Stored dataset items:
────────────────────
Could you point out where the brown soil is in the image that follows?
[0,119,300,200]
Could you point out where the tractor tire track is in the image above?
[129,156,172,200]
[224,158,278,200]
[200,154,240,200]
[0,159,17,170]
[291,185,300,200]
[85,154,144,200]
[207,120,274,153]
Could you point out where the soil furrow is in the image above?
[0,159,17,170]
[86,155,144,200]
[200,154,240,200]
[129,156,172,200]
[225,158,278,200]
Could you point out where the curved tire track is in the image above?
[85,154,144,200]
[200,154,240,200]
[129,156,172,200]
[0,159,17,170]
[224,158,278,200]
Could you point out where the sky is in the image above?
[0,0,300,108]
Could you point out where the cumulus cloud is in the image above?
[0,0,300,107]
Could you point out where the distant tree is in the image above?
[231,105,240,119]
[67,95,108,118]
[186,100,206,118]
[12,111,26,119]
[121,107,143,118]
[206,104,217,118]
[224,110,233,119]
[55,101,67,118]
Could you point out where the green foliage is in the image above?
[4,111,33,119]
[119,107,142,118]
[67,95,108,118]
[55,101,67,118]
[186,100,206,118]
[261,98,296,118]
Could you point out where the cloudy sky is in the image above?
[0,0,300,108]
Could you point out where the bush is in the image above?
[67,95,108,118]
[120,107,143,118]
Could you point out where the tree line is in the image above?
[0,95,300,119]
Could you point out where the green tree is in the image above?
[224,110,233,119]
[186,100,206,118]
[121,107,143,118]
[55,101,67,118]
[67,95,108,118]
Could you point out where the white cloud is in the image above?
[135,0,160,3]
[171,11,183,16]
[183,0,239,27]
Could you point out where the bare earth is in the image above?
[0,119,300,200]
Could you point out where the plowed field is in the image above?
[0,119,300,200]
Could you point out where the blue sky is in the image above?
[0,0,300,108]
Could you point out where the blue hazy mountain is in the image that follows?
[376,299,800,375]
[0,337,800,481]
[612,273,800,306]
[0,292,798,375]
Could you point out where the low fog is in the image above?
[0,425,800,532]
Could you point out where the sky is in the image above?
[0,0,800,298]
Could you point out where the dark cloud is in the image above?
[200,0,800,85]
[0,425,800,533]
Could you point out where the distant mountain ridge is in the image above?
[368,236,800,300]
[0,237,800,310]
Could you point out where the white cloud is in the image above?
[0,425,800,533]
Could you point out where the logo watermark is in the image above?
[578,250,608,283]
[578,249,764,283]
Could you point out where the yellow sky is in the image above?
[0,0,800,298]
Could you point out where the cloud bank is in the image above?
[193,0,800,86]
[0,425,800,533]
────────────────────
__Your objective__.
Output all the entries above as a Markdown table with the columns "No." and "Line," giving each line its own numbered row and leaving out blank lines.

__Reply to the task__.
| No. | Line |
|---|---|
| 1 | Could you point out where the brown soil is in the image that follows? |
| 2 | [0,119,300,200] |
| 3 | Could you point out where the tractor tire track is in the image above? |
| 4 | [129,156,172,200] |
| 5 | [224,158,278,200] |
| 6 | [200,154,240,200] |
| 7 | [0,159,17,170] |
| 8 | [291,185,300,200] |
| 9 | [85,154,144,200] |
| 10 | [207,120,274,153] |
| 11 | Could you point out where the soil furrow is in the image above? |
| 12 | [0,159,17,170] |
| 13 | [86,155,144,200] |
| 14 | [200,154,240,200] |
| 15 | [129,156,172,200] |
| 16 | [225,158,278,200] |
| 17 | Could you point out where the curved tire track is in the image above? |
| 18 | [85,154,144,200] |
| 19 | [200,154,240,200] |
| 20 | [129,156,172,200] |
| 21 | [0,159,17,170] |
| 22 | [224,158,278,200] |
| 23 | Could you point out where the sky is in the image above? |
| 24 | [0,0,300,108] |
| 25 | Could you point out where the cumulus cloud is in the image above? |
| 26 | [0,0,300,107] |
| 27 | Could you point out where the distant tree is in the image above? |
| 28 | [231,105,240,119] |
| 29 | [67,95,108,118] |
| 30 | [186,100,206,118] |
| 31 | [12,111,26,119] |
| 32 | [121,107,143,118] |
| 33 | [206,104,217,118] |
| 34 | [224,110,233,119] |
| 35 | [55,101,67,118] |
| 36 | Could you point out where the green foliage is in the image above? |
| 37 | [4,111,33,119] |
| 38 | [119,107,142,118] |
| 39 | [67,95,108,118] |
| 40 | [55,101,67,118] |
| 41 | [186,100,206,118] |
| 42 | [261,98,296,118] |
| 43 | Could you point out where the cloudy sky is in the image above? |
| 44 | [0,0,300,108] |
| 45 | Could you point out where the bush is in the image above? |
| 46 | [67,95,108,118] |
| 47 | [120,107,143,118] |
| 48 | Could you point out where the tree line is in the image above? |
| 49 | [0,95,300,119] |
| 50 | Could you point out where the green tree is in the image above? |
| 51 | [224,110,233,119] |
| 52 | [186,100,206,118] |
| 53 | [121,107,143,118] |
| 54 | [55,101,67,118] |
| 55 | [67,95,108,118] |
| 56 | Could you point out where the white cloud is in the image above? |
| 57 | [135,0,160,3] |
| 58 | [171,11,183,16] |
| 59 | [183,0,239,27] |
| 60 | Could you point out where the bare earth is in the image above? |
| 61 | [0,119,300,200] |
| 62 | Could you point out where the plowed field is in the image above? |
| 63 | [0,119,300,200] |
| 64 | Could you point out where the blue sky is in the image above? |
| 65 | [0,0,300,108] |
| 66 | Could you point out where the blue hazy mountain is in the image that follows? |
| 67 | [376,299,800,375] |
| 68 | [0,337,800,481] |
| 69 | [612,273,800,306] |
| 70 | [0,292,798,375] |
| 71 | Could you point out where the low fog is in the image above? |
| 72 | [0,425,800,532] |
| 73 | Could you point out where the sky is in the image above? |
| 74 | [0,0,800,298] |
| 75 | Could you point out where the dark cloud is in the image above? |
| 76 | [200,0,800,85] |
| 77 | [0,425,800,533] |
| 78 | Could you point out where the distant mountain ridge is in the image above? |
| 79 | [368,236,800,300] |
| 80 | [0,237,800,310] |
| 81 | Could you point out where the white cloud is in the image above? |
| 82 | [0,425,800,533] |
| 83 | Could you point out where the logo watermark is in the image above? |
| 84 | [578,250,608,283] |
| 85 | [578,249,764,283] |
| 86 | Could you point out where the yellow sky is in the image above? |
| 87 | [0,0,800,298] |
| 88 | Could you point out where the cloud bank is in the image above? |
| 89 | [193,0,800,86] |
| 90 | [0,425,800,533] |